--- BEGIN Source data ---
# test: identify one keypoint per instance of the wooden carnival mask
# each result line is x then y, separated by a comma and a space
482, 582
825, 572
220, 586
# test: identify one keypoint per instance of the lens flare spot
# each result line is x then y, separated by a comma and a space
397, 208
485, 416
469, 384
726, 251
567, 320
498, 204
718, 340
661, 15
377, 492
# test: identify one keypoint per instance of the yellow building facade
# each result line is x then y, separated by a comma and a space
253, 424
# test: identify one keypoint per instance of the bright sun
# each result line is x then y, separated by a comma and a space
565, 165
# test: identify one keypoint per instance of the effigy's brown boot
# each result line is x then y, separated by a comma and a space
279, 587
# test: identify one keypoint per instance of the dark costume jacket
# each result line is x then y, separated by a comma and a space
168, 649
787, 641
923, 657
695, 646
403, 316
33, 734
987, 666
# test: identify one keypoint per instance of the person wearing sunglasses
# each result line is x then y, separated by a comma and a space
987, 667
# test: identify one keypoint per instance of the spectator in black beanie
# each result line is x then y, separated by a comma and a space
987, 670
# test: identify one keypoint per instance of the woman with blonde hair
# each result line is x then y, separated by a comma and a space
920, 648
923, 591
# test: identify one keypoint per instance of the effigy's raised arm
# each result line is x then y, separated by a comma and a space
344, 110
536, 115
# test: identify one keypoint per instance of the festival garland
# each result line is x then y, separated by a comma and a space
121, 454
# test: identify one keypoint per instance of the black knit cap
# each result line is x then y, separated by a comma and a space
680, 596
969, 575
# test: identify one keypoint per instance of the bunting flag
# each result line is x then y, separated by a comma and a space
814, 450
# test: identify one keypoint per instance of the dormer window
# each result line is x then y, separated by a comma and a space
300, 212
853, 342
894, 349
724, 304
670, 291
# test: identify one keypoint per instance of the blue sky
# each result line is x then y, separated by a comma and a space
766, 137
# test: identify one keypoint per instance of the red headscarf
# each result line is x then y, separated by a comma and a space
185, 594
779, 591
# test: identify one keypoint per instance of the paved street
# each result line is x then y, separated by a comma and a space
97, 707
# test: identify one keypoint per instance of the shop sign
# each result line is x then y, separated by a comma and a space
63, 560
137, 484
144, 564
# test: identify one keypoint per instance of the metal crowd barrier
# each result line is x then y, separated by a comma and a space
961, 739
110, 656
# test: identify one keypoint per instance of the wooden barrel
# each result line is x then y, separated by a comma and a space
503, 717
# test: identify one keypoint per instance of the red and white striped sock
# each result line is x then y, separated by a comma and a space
--- END Source data ---
Copy all of the records above word for word, keeping every line unchanged.

# test: identify one keypoint per instance of the wooden carnival mask
# each result line is x then y, separated by a comma and a space
482, 582
825, 572
220, 586
# test: identify one keypoint per instance of the lens flare spot
# each result line is x then y, separated by a comma and a space
397, 208
485, 416
469, 384
726, 251
567, 320
498, 204
718, 340
661, 15
377, 492
# test: identify one keypoint per instance of the yellow building facade
# each result line is x then y, separated by a comma and a space
253, 424
# test: identify one keypoint per instance of the bright sun
# each result line is x then y, separated by a comma and a space
565, 165
# test: identify one keypoint per instance of the effigy's brown boot
# each result line is x then y, separated by a comma and a space
279, 587
# test: identify one keypoint per instance of the dark costume jacket
# each result line is x then y, separated by a comma and a space
168, 649
787, 641
923, 657
695, 646
403, 316
33, 734
987, 666
# test: identify one keypoint per instance of the person wearing sunglasses
# each result line is x then y, separated by a comma and a space
987, 667
# test: identify one keypoint per instance of the spectator in black beanie
# each result line is x then y, separated by a comma and a space
987, 670
# test: identify one keypoint per instance of the woman with blonde hair
# each result line is x then y, separated by a comma and a space
920, 648
923, 591
# test: identify one keypoint per instance of the effigy's raised arm
# each result line is x then y, separated by a comma and a space
344, 110
536, 115
# test: identify one keypoint per instance of the festival garland
# each result line is x then y, separated by a comma and a space
121, 454
# test: identify one keypoint per instance of the black knit cap
# each result line is x then y, separated by a comma and a space
680, 596
969, 575
# test: identify one keypoint per instance of the bunting flag
# each result line is x then y, separated by a comma and a space
814, 450
# test: identify one keypoint per instance of the dormer window
# each result line is x then y, separated by a comma and a space
300, 212
853, 342
894, 349
724, 304
670, 291
# test: identify one keypoint per instance of the blue sky
# each result line is x then y, separated by a comma and a space
766, 137
# test: identify one keypoint per instance of the red headscarf
# each result line is x then y, separated by a comma and a space
185, 594
779, 591
# test: identify one keypoint per instance of the paved street
# each result line is x then y, separated by a comma and a space
97, 707
# test: identify one keypoint per instance of the shop sign
# each result line is x then y, separated by a comma and a space
63, 560
137, 484
144, 564
# test: identify one keypoint per instance of the metal crowd barrier
# each result line is x then y, separated by a comma and a space
961, 739
110, 656
# test: identify one keypoint per instance of the wooden barrel
# each result line is x then y, separated by a comma and a space
503, 717
# test: identify one keypoint per instance of the red and white striped sock
# each result line is x then y, separated by a comma and a space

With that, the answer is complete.